En 2019, le crucifix qui surplombait depuis des décennies le trône du président de l’Assemblée nationale du Québec a été retiré du Salon bleu. Présent depuis 1936, déplacé une première fois en 1982, il a finalement été décroché à la suite d’une motion adoptée à l’unanimité par les députés, sous prétexte de laïcité. L’objet religieux, autrefois signe de l’héritage chrétien de la province, a été relégué à titre de simple objet patrimonial, placé dans un espace secondaire du Parlement.Ce geste hautement symbolique a marqué une étape décisive dans la marginalisation du christianisme au Canada. D’année en année, le pays glisse vers une laïcité de plus en plus militante, qui s’accompagne d’un effondrement moral et religieux : chute de la pratique, ravage de l’euthanasie, banalisation de l’avortement, effacement progressif des repères chrétiens dans l’espace public.La comparaison avec la France s’impose. Là aussi, l’héritage chrétien est désormais nié ou suspect, comme si la simple évocation de notre identité historique relevait d’un rejet identitaire. Le retrait du crucifix de l’Assemblée nationale du Québec illustre ce processus : ce qui fut jadis un signe de foi et d’unité était devenu une relique embarrassante que l’on a rangé au musée.

La question demeure brûlante pour nous : voulons-nous suivre la même pente, en occultant l’identité chrétienne de la France, ou avons-nous encore le courage d’assumer et de transmettre l’héritage qui a façonné notre culture, nos lois et nos valeurs ?

▸ DONNÉES FOURNIES
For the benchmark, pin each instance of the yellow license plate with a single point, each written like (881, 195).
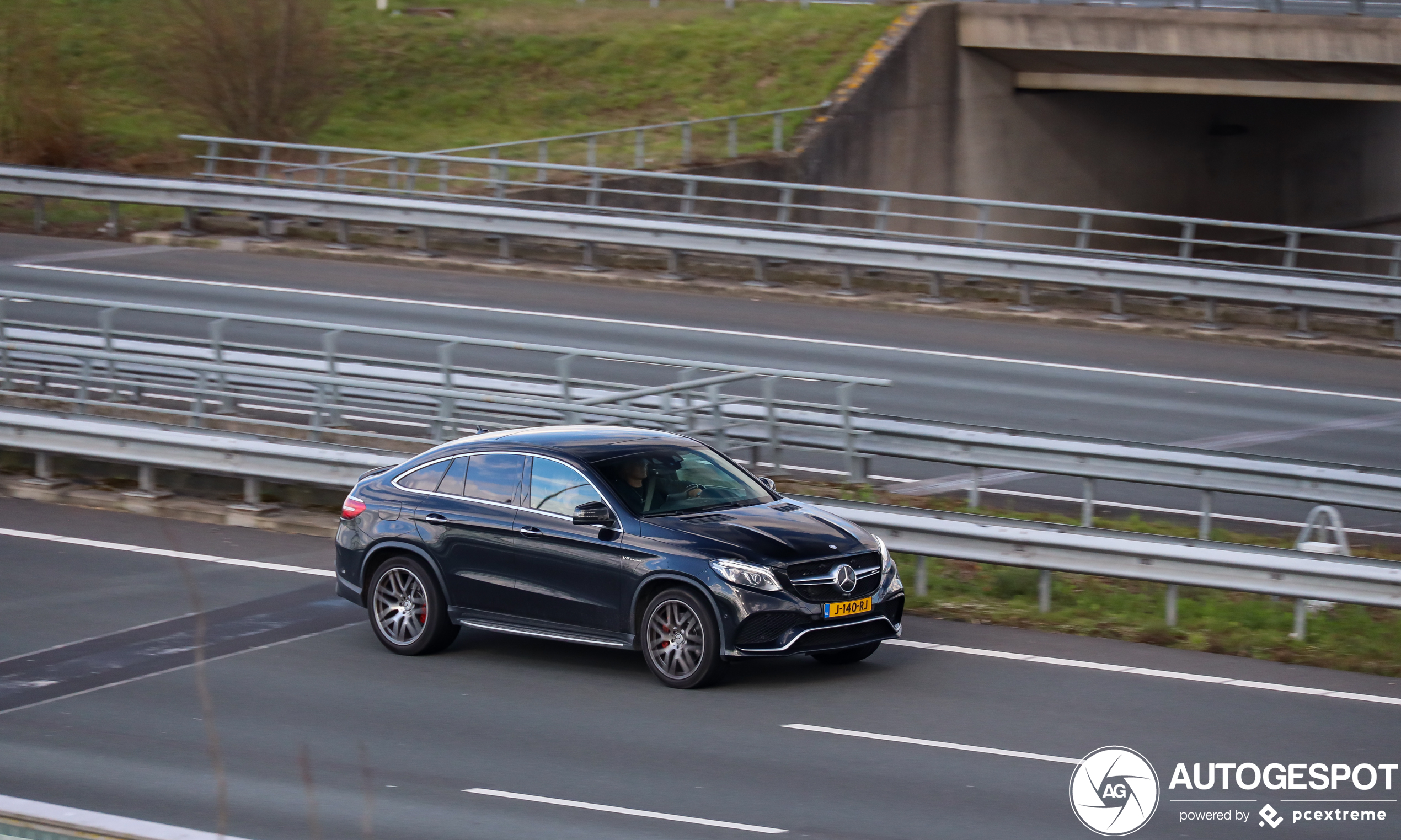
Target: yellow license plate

▸ EXERCICE PROPOSÉ
Restituez tel quel le passage de l'extrait sur le retrait du crucifix. Commencez aux mots « La question demeure » et arrêtez-vous après les mots « nos valeurs ? ». Les données n'interviennent pas dans cet exercice.

▸ RÉPONSE ATTENDUE
La question demeure brûlante pour nous : voulons-nous suivre la même pente, en occultant l’identité chrétienne de la France, ou avons-nous encore le courage d’assumer et de transmettre l’héritage qui a façonné notre culture, nos lois et nos valeurs ?